• [WRITTEN TASK]:
Exactly repeat the material, dropping every picture from the copy.

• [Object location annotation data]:
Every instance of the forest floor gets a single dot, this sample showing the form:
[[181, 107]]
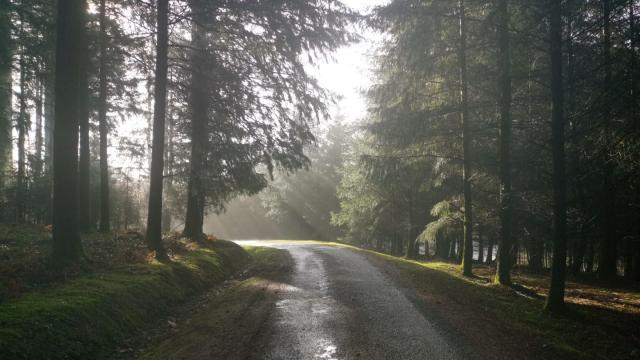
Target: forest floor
[[497, 322], [601, 321], [221, 300], [107, 300]]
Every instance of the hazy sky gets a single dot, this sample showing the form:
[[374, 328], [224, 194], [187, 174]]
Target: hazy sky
[[346, 75], [349, 72]]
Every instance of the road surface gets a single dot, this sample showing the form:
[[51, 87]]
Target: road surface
[[339, 306]]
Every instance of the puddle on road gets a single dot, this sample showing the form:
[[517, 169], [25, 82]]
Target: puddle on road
[[327, 350]]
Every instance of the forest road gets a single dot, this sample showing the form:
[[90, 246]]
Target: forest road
[[337, 305]]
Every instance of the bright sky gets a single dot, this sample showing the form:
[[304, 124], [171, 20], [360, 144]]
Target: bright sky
[[346, 76], [350, 72]]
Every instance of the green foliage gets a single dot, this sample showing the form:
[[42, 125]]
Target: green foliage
[[88, 315]]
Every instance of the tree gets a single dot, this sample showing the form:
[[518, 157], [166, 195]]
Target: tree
[[105, 223], [555, 299], [154, 220], [67, 247], [608, 259], [199, 118], [503, 271], [84, 165], [5, 89], [467, 257]]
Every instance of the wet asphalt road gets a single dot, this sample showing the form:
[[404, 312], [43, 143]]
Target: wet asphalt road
[[339, 306]]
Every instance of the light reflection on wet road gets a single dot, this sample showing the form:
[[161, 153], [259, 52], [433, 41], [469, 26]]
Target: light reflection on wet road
[[339, 306]]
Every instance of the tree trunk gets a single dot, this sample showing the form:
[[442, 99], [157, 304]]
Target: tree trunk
[[67, 247], [5, 92], [607, 260], [535, 253], [37, 167], [467, 252], [22, 127], [505, 247], [105, 208], [154, 220], [167, 216], [480, 245], [490, 247], [411, 238], [555, 299], [199, 117], [84, 206]]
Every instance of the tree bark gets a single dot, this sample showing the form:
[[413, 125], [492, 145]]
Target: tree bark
[[555, 299], [480, 245], [67, 247], [490, 247], [37, 167], [154, 220], [84, 206], [607, 260], [194, 218], [22, 127], [105, 208], [467, 252], [505, 247], [5, 91]]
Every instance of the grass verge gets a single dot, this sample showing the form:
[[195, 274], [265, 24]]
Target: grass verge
[[600, 323], [226, 327], [90, 314]]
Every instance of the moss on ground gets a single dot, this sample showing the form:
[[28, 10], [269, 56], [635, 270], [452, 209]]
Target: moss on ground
[[593, 329], [90, 314], [226, 327]]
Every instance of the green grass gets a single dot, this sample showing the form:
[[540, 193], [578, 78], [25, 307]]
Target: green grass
[[587, 330], [226, 327], [89, 314]]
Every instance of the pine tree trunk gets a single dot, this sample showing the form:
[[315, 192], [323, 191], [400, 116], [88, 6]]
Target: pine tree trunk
[[555, 299], [199, 115], [37, 167], [490, 247], [480, 245], [22, 127], [607, 260], [467, 252], [105, 208], [84, 206], [5, 92], [505, 242], [154, 220], [168, 170], [67, 247]]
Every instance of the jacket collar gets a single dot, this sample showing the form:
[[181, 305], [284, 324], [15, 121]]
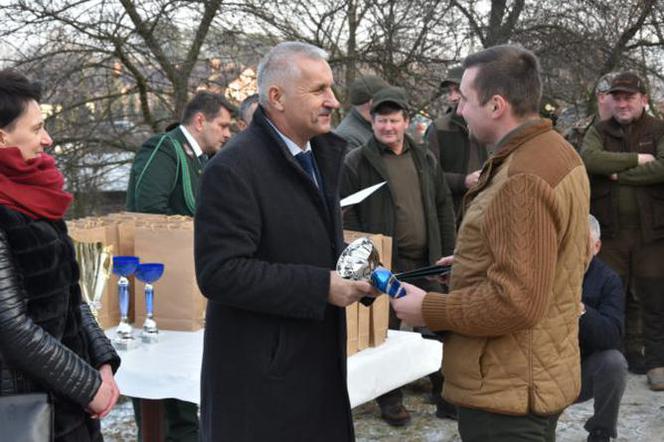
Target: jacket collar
[[519, 135], [328, 150]]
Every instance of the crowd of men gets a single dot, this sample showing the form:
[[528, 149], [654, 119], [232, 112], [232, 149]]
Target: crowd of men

• [EXPECTED ANSWER]:
Every instance of the forest floor gets a single dot, this sample showing the form:
[[181, 107]]
Target: forest floor
[[497, 322], [601, 321], [221, 300], [107, 300]]
Every instance of the hazy sky gets a single dot, this sample showing the form:
[[374, 328], [224, 194], [187, 174]]
Target: hazy sky
[[346, 75], [349, 72]]
Every instance of the road surface gets a single dot, this sample showing the form:
[[51, 87]]
Target: road surface
[[339, 306]]
Every instance of the puddle on road gets a single dot, this sample showing the form:
[[517, 169], [25, 82]]
Target: puddle on road
[[327, 350]]
Every instance of the forest road gets a single dot, this sample showing the form:
[[90, 246]]
Target: forest road
[[337, 305]]
Every instance of the bright sky gets a single dot, this sample showing the form:
[[304, 124], [171, 20], [360, 144]]
Target: bright sky
[[346, 76], [350, 72]]
Every instance of the green foliage gets a single dot, this sample showing the form:
[[42, 125]]
Target: green foliage
[[88, 315]]
Every instance of the tree gets a single dot, this sample showing the form:
[[518, 157], [166, 195]]
Target: tree
[[105, 223], [555, 299], [154, 220], [67, 247], [608, 259], [199, 118], [503, 271], [84, 165], [5, 89], [467, 257]]
Every instance of the wet asphalt road gets a single dot, this sample showing the form:
[[404, 312], [43, 143]]
Target: wet asphalt road
[[339, 306]]
Every instance of the light reflection on wet road gets a single dot, this sample showing the form:
[[161, 153], [259, 52], [433, 41], [469, 26]]
Target: light reflection on wet road
[[339, 306]]
Every instance of the tree trunk gets a single dot, this sample showing the form:
[[442, 99], [157, 304]]
Target: tree trunk
[[67, 247], [5, 92], [607, 260], [535, 253], [37, 167], [467, 252], [22, 127], [505, 247], [105, 208], [154, 220], [167, 216], [480, 245], [490, 247], [411, 238], [555, 299], [199, 117], [84, 206]]
Every instance of the tree bark gets a single dot, this sample showing the form:
[[413, 125], [492, 145]]
Target: tree bark
[[555, 299], [480, 245], [67, 247], [490, 247], [37, 167], [154, 220], [84, 206], [607, 260], [194, 218], [22, 127], [105, 208], [467, 252], [505, 247], [5, 91]]
Every instance of the grass verge gets a single dot, this sample showing the form:
[[195, 274], [265, 24]]
Target: grass verge
[[600, 323], [226, 327], [90, 314]]
Every instance of the moss on ground gets a single dot, this sample showing the form:
[[28, 10], [269, 56], [635, 270], [452, 209]]
Target: moss on ground
[[593, 329], [90, 314], [226, 327]]
Every instance of the green grass gets a single dot, this sample showing the form:
[[540, 193], [578, 78], [25, 307]]
Target: green grass
[[587, 330], [226, 327], [89, 314]]
Every instance of the pine tree trunk gets a single dot, this sample showing the form:
[[315, 192], [323, 191], [400, 116], [88, 6]]
Target: pine tree trunk
[[555, 299], [199, 115], [37, 167], [490, 247], [480, 245], [22, 127], [607, 260], [467, 252], [105, 208], [84, 206], [5, 92], [505, 242], [154, 220], [168, 170], [67, 247]]
Every instance of the jacket collar gets a single dot, this sample showing the form:
[[181, 305], [284, 324], [15, 121]]
Target: jacket collar
[[519, 135], [328, 150]]
Every instance of the crowd of men gets a single dot, this sample showing the form:
[[528, 149], [654, 119], [232, 112], [232, 149]]
Target: crowd of men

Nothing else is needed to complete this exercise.